TASK TO CARRY OUT -
Could you please repeat the entries below word for word, with the images left out?

LISTED ENTRIES -

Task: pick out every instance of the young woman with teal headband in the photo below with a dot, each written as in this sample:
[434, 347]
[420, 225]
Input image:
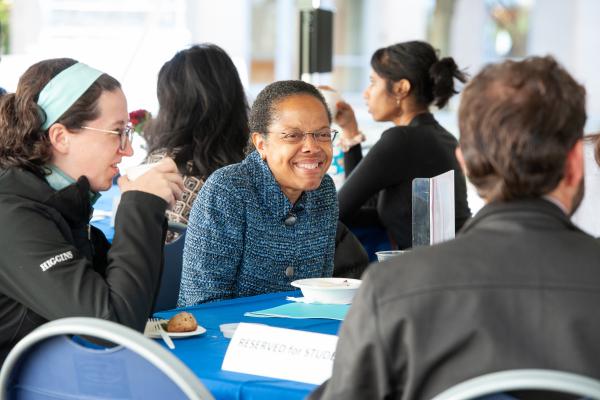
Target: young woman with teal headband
[62, 134]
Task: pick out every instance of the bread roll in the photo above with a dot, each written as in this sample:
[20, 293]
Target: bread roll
[182, 322]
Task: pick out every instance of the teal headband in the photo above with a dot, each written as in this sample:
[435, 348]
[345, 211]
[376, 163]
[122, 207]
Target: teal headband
[64, 89]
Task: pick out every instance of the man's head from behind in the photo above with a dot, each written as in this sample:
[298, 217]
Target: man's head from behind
[520, 122]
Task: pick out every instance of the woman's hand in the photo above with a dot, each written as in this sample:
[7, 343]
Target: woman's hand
[163, 181]
[346, 119]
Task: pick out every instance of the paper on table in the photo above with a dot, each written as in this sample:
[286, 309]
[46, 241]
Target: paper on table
[304, 311]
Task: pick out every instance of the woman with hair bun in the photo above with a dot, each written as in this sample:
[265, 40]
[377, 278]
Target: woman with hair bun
[406, 79]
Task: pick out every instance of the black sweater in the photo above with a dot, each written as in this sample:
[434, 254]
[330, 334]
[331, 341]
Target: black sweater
[422, 149]
[53, 264]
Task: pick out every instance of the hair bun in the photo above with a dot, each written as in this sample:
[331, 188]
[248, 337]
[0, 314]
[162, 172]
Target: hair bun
[442, 73]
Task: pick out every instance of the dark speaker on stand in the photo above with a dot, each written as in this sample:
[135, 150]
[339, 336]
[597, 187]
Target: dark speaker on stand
[316, 41]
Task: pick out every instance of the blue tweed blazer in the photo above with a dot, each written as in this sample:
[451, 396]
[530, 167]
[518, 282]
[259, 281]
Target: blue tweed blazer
[237, 243]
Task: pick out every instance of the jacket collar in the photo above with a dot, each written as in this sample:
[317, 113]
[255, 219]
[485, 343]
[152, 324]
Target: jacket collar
[520, 215]
[269, 190]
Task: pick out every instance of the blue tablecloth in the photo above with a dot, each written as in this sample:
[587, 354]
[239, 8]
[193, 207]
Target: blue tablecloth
[204, 354]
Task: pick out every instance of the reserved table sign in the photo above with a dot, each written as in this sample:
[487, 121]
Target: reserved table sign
[281, 353]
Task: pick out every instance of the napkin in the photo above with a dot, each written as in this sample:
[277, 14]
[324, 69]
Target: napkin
[304, 311]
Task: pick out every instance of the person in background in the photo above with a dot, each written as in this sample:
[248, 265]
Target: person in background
[62, 134]
[406, 79]
[519, 286]
[202, 121]
[260, 224]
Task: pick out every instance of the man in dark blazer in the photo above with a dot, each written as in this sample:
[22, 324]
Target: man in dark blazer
[520, 285]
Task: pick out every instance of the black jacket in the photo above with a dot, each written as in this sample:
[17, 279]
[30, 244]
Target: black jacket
[53, 264]
[518, 288]
[422, 149]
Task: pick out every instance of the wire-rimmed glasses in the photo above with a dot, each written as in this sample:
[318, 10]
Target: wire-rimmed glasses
[323, 136]
[125, 135]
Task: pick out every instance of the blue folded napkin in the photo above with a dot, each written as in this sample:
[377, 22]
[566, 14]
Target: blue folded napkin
[304, 311]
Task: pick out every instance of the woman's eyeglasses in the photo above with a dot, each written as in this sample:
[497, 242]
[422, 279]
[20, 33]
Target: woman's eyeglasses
[322, 136]
[125, 135]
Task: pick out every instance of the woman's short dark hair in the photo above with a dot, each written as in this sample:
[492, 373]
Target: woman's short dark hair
[518, 121]
[265, 105]
[431, 79]
[203, 114]
[23, 142]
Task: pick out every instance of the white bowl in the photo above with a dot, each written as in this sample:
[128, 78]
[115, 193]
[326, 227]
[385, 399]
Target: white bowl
[328, 290]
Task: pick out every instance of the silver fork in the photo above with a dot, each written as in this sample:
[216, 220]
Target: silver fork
[155, 322]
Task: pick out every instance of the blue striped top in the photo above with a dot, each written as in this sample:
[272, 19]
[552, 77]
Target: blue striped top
[237, 243]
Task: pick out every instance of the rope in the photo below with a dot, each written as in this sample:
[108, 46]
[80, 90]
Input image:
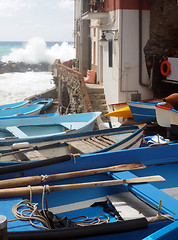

TASK OUTPUT -
Task: pick out every instance of the young woman with teal headband in the photo below with a dot, each written as in this sample:
[434, 347]
[420, 225]
Input image:
Target: young woman with teal headband
[62, 134]
Task: pick out every instance of the bread roll in the photo above with a dot, each written as in this sample:
[20, 293]
Target: bread roll
[182, 322]
Task: pick out every instance of the teal headband in the photo above with a dot, each written as in this sample:
[435, 348]
[345, 211]
[376, 163]
[122, 207]
Target: teal headband
[64, 89]
Task: pick out every instance of the man's head from behind in the photo above with a dot, each written as in this sample:
[298, 217]
Target: man's head from behind
[520, 122]
Task: pick out every instance of the woman's hand in the photo above with a dot, each written as in this sample:
[7, 343]
Target: woman's hand
[163, 181]
[346, 119]
Task: pick out every instance of the paper on table in the photo above with a dot, each written as in this sample:
[286, 309]
[46, 241]
Target: paper on table
[304, 311]
Task: pick out every instance of the woman with hair bun in the photo above with a dot, each written as in this sample:
[265, 40]
[377, 278]
Target: woman with hair bun
[406, 79]
Task: pick out every instance of the black sweater in the photo above with a dot, each written as in this sample:
[434, 254]
[330, 334]
[331, 341]
Target: black sweater
[422, 149]
[53, 264]
Task: pick out every instance of the hair bun in the photo above with a dot, each written as in this sample:
[331, 188]
[248, 337]
[0, 314]
[162, 172]
Target: hair bun
[442, 73]
Task: pick out every instance of the dark speaker on stand in the photo above with a dot, each written as in this sample:
[135, 150]
[339, 336]
[597, 187]
Target: dark speaker on stand
[316, 41]
Task: pick out every instance of the blue tweed blazer in the photo above with a dot, each written as in this sample:
[451, 396]
[530, 167]
[518, 282]
[259, 281]
Target: blue tweed blazer
[237, 243]
Task: pick out every instance of the jacket collar in the photo above with a dot, each written as in this sample:
[317, 113]
[255, 219]
[485, 343]
[152, 324]
Target: jacket collar
[520, 215]
[269, 190]
Task: pick out every instance of the blue tablecloth in the photo above with a dot, each written as in this sample:
[587, 354]
[239, 8]
[193, 207]
Target: blue tablecloth
[204, 354]
Task: pick out every instance of the reserved table sign in the photo above with a dot, each written as in this sample:
[487, 121]
Target: reserved table sign
[281, 353]
Task: pick out every instance of the napkin in the photo above with a dot, each written as in this sample:
[277, 14]
[324, 69]
Target: napkin
[304, 311]
Task: pick out every instance of the person in background in the photo above with a dot, each written as in this sample:
[248, 265]
Target: person in background
[62, 134]
[406, 79]
[519, 286]
[202, 121]
[260, 224]
Task: pick out every instance of the man in dark blazer in the photo above with a dot, each written as in this sample:
[22, 324]
Target: man in dark blazer
[520, 285]
Task: pick out every instance of the black jacket in the photo above with a dot, each written as in this sample:
[17, 279]
[30, 244]
Target: black jacket
[53, 264]
[518, 288]
[422, 149]
Task: pick out every instance of the wire-rimmed glasses in the photo above with a dot, each written as in this sample:
[318, 10]
Target: wire-rimmed glasses
[323, 136]
[125, 135]
Task: pick out every instance of the blue folded napkin in the photo above with a dot, each written as in this sample:
[377, 22]
[566, 14]
Target: blue folded napkin
[304, 311]
Task: pick out every instance of the woman's eyeglasses in the photo above with a dot, each written as in this sample:
[497, 242]
[422, 279]
[20, 33]
Target: woman's eyeglasses
[322, 136]
[125, 135]
Task: pick out every instance of the woman's short dark hair in the photo above with a dot, each written as in this sample:
[492, 373]
Target: woman's short dark hair
[518, 121]
[265, 105]
[431, 79]
[203, 114]
[23, 142]
Task: pick out every instance of the white bowl in the photo above with a dot, each written as in this sample:
[128, 78]
[115, 193]
[326, 227]
[385, 399]
Target: white bowl
[328, 290]
Task: pick out every instance of the silver fork in the photo above with a dot, each written as in this sample:
[216, 220]
Target: silver fork
[155, 322]
Task: pick out every instance of the blue striped top in the photo above with a dot, each written as in this sample:
[272, 19]
[552, 77]
Target: blue striped top
[237, 243]
Task: pick out every instance of the rope in the photo below with a dot, each written as in this sample:
[108, 46]
[80, 90]
Input image:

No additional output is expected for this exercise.